◆ **Page extract**
**********

Capital expenditures, exclusive of acquisition spending, were $11.0 million
for the first quarter this year and $11.4 million for the same period last
year. Current-quarter spending was primarily the result of facilities and
manufacturing process improvements in the lighting equipment division and
wastewater compliance projects and fleet upgrading in the textile rental
division. Prior-year spending was attributable to capacity expansion in the
chemical division, information systems enhancements in the lighting equipment
division, and cost reduction expenditures in each of these and the textile
rental division.
Acquisition spending of $95.1 million in the first quarter last year resulted
from the chemical division's acquisitions of Kleen Canada, Inc., a Canadian
manufacturer of specialty chemicals, and Graham International, a privately
held, European specialty chemical business, and the textile rental division's
acquisition of Initial Services Investments, Inc., an industrial uniform and
dust control business. The effect of the acquisitions on the consolidated
income statements is further discussed under "Results of Operations."
Dividend payments totaled $12.9 million, or 26 cents per share, during the
first quarter this year, compared with $12.4 million, or 25 cents per share,
for the same period last year. The quarterly dividend rate has been
increased 3.8 percent to 27 cents per share effective January, 1994.

**********

◆ **Task brief**
Decide whether each statement below agrees with the financial excerpt. For each, answer yes or no and quote the deciding words of the excerpt.
1. Capital expenditures, exclusive of acquisition spending, were higher in the first quarter this year than in the same period last year.
2. The dividend paid per share in the first quarter rose from 25 cents last year to 26 cents this year.
3. Graham International is described as a Canadian manufacturer of specialty chemicals.

◆ **Entries from a pointing dataset**
**********

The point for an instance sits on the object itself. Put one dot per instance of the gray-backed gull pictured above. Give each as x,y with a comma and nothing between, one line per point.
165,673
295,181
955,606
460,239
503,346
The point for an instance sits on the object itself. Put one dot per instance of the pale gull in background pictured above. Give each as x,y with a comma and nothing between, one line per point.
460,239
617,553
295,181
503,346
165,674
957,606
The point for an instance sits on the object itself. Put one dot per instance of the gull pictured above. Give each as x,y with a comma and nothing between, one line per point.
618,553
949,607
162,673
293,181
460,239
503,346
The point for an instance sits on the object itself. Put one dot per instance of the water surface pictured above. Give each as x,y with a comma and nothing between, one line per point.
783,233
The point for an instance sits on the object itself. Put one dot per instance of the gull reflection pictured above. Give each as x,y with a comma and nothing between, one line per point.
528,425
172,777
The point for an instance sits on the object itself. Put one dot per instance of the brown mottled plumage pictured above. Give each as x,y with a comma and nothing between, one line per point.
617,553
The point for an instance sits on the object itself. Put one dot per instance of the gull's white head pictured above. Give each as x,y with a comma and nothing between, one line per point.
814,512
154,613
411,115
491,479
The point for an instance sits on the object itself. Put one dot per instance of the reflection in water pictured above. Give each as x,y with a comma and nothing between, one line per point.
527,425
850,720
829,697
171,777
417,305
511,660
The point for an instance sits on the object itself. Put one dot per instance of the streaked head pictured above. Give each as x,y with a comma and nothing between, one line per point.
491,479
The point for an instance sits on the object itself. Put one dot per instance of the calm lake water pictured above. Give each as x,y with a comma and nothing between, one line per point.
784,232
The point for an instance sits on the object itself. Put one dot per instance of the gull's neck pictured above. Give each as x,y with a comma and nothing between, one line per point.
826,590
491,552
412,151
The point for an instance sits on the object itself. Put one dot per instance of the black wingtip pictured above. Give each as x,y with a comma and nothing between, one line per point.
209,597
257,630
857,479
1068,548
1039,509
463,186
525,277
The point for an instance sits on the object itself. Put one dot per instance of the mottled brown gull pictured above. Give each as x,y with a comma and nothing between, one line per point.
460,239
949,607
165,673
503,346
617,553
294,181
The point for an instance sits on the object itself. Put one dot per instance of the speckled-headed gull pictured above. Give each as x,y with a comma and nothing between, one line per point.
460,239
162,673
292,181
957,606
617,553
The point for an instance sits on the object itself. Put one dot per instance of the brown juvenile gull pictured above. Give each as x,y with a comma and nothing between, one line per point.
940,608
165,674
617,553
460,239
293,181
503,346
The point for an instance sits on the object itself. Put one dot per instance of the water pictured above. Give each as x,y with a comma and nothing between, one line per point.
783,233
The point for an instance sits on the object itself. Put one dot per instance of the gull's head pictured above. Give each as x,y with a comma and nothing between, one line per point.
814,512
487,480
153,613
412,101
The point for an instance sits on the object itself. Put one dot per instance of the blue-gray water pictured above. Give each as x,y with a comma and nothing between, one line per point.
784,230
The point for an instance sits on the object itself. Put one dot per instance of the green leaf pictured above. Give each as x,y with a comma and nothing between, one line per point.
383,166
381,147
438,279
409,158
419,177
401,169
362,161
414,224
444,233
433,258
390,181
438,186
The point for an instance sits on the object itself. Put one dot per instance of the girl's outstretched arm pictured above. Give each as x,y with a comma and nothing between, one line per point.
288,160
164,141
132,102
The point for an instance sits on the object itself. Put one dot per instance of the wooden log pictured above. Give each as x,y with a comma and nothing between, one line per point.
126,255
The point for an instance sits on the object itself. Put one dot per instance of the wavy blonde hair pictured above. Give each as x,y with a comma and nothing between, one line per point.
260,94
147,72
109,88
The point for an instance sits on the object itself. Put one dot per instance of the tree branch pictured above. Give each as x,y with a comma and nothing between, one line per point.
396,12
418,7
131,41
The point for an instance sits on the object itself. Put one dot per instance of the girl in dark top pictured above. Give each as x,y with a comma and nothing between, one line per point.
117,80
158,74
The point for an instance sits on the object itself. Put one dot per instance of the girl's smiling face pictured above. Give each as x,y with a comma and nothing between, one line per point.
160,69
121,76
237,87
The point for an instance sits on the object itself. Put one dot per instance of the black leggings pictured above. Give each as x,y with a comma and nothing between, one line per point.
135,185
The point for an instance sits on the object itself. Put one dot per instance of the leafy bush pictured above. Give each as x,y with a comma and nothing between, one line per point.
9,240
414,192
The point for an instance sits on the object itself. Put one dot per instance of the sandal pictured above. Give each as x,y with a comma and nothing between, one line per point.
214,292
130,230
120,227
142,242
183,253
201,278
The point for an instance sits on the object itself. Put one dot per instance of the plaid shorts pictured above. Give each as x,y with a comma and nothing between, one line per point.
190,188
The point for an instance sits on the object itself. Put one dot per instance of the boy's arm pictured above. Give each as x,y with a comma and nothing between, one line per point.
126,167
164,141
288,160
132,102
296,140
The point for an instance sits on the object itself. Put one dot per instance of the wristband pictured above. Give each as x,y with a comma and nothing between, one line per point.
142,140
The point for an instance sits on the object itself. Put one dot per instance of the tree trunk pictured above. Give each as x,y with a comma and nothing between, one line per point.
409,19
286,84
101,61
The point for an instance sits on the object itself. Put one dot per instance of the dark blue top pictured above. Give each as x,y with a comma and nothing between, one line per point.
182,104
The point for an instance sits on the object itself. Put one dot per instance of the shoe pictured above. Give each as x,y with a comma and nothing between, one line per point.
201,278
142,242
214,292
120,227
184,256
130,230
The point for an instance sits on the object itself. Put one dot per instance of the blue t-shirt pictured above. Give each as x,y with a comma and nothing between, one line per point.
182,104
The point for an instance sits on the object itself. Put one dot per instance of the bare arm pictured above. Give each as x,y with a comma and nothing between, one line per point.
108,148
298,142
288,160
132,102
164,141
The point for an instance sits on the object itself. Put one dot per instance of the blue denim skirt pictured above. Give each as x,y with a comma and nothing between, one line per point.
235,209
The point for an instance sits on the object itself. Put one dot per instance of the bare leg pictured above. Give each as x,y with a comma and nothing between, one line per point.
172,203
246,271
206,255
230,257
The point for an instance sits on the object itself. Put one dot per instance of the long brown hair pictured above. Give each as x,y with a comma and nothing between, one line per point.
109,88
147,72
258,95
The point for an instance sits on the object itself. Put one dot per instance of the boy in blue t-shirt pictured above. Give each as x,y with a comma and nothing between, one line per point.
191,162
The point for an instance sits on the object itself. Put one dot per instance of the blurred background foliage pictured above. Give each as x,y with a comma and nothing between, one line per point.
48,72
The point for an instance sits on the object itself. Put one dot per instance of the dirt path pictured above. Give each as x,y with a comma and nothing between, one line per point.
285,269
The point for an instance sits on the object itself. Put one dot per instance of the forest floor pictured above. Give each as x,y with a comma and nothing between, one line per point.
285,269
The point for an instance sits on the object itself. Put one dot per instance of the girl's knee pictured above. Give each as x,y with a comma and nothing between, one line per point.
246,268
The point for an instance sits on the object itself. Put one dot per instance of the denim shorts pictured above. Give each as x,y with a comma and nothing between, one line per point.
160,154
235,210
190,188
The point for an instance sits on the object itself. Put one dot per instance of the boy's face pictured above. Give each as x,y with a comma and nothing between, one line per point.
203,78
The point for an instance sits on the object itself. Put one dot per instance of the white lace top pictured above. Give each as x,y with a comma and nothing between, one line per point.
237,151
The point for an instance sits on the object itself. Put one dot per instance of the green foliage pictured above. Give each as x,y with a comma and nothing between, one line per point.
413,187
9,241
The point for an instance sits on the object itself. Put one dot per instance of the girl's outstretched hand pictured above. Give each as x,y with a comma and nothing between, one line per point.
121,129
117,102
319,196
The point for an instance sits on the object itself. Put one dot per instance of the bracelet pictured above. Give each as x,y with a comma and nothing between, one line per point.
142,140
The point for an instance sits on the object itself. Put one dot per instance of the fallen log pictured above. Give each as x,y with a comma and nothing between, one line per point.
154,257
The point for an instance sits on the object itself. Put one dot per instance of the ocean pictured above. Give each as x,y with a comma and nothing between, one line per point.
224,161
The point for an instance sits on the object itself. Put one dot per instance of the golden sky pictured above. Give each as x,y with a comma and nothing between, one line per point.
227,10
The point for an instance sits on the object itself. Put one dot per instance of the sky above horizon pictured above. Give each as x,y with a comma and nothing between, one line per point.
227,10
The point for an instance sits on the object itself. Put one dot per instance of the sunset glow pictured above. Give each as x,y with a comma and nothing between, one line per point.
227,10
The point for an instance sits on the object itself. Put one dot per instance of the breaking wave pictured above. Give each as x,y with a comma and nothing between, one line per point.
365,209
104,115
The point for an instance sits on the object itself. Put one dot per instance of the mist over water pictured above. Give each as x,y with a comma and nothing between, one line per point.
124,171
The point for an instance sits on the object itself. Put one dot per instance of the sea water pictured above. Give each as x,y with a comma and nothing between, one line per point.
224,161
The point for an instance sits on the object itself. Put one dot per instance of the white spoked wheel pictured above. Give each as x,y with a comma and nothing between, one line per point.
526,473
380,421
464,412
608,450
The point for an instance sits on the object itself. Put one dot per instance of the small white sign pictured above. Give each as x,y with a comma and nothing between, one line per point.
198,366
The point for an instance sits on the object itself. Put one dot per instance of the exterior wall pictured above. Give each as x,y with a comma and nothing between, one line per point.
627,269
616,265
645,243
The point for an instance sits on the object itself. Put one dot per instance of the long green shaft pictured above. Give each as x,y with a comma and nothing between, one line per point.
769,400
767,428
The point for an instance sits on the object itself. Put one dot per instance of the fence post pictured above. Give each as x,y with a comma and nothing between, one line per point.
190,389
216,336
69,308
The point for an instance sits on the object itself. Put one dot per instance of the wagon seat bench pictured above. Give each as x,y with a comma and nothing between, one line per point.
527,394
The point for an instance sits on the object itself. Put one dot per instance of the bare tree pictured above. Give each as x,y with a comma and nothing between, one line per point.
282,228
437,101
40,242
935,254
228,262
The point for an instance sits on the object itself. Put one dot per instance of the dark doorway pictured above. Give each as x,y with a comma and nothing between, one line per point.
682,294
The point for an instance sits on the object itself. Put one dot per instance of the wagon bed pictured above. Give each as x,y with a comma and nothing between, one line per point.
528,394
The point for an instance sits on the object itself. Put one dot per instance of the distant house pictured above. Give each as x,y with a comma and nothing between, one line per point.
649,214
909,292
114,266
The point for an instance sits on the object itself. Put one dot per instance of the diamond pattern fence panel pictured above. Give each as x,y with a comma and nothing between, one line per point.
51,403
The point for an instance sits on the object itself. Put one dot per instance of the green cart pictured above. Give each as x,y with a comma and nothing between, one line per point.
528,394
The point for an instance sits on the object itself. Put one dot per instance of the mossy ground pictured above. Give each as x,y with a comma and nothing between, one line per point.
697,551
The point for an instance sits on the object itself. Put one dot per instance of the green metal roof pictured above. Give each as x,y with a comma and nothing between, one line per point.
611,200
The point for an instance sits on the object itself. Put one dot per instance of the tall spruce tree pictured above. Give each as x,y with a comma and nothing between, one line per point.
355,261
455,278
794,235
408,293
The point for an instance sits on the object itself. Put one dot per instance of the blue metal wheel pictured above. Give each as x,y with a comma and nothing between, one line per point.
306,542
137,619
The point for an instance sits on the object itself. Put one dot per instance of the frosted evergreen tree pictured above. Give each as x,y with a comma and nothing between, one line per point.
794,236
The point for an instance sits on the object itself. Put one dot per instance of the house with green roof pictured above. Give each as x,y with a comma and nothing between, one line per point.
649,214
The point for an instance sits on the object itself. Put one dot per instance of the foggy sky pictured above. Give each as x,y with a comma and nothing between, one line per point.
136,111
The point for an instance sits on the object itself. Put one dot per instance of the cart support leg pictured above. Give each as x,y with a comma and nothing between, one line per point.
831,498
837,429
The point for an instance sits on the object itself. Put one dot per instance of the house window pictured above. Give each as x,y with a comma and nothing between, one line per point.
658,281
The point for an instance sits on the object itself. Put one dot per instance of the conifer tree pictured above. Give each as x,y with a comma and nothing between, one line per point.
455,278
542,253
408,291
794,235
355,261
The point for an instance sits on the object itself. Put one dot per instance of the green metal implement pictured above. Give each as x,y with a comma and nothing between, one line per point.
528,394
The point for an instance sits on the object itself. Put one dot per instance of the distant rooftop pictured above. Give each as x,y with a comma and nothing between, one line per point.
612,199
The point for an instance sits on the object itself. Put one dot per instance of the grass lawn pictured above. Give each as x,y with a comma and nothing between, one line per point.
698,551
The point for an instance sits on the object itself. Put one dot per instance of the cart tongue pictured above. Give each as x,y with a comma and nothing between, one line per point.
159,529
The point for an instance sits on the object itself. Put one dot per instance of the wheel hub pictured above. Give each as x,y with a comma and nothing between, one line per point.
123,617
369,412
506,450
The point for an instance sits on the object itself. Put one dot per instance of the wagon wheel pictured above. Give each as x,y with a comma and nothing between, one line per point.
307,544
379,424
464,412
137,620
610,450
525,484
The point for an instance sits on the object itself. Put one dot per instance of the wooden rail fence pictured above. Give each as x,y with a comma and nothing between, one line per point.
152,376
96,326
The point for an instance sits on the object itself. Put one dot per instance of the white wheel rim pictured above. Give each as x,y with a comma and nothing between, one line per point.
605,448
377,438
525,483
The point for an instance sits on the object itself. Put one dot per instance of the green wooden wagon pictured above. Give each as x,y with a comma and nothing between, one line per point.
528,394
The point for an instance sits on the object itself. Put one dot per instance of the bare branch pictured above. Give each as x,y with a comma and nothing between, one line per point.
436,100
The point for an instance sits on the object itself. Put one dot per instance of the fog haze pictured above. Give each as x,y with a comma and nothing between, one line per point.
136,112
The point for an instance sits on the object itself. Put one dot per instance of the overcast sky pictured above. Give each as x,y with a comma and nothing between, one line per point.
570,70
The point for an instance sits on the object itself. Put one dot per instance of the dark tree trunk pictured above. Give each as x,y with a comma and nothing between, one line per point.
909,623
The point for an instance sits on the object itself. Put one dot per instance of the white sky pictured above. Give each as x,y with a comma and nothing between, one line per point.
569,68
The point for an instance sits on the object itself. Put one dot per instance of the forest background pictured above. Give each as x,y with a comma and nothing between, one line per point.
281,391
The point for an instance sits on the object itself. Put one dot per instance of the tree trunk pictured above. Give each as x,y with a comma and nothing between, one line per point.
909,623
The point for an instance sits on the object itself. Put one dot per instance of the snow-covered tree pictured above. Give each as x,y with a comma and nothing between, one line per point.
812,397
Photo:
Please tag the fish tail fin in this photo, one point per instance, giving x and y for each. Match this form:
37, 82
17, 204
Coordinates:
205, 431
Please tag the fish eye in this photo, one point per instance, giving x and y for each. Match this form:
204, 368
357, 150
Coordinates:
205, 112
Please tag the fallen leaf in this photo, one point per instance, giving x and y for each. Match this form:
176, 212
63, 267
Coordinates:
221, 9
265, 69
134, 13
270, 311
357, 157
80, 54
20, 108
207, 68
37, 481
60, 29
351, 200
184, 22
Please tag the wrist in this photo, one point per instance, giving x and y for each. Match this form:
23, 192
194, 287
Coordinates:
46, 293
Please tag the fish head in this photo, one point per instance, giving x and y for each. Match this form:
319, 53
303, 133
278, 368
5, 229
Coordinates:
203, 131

**********

◆ **Reply to the exercise**
1. No: "$11.0 million for the first quarter this year and $11.4 million for the same period last year."
2. Yes: "$12.9 million, or 26 cents per share, during the first quarter this year, compared with $12.4 million, or 25 cents per share, for the same period last year."
3. No: "Graham International, a privately held, European specialty chemical business"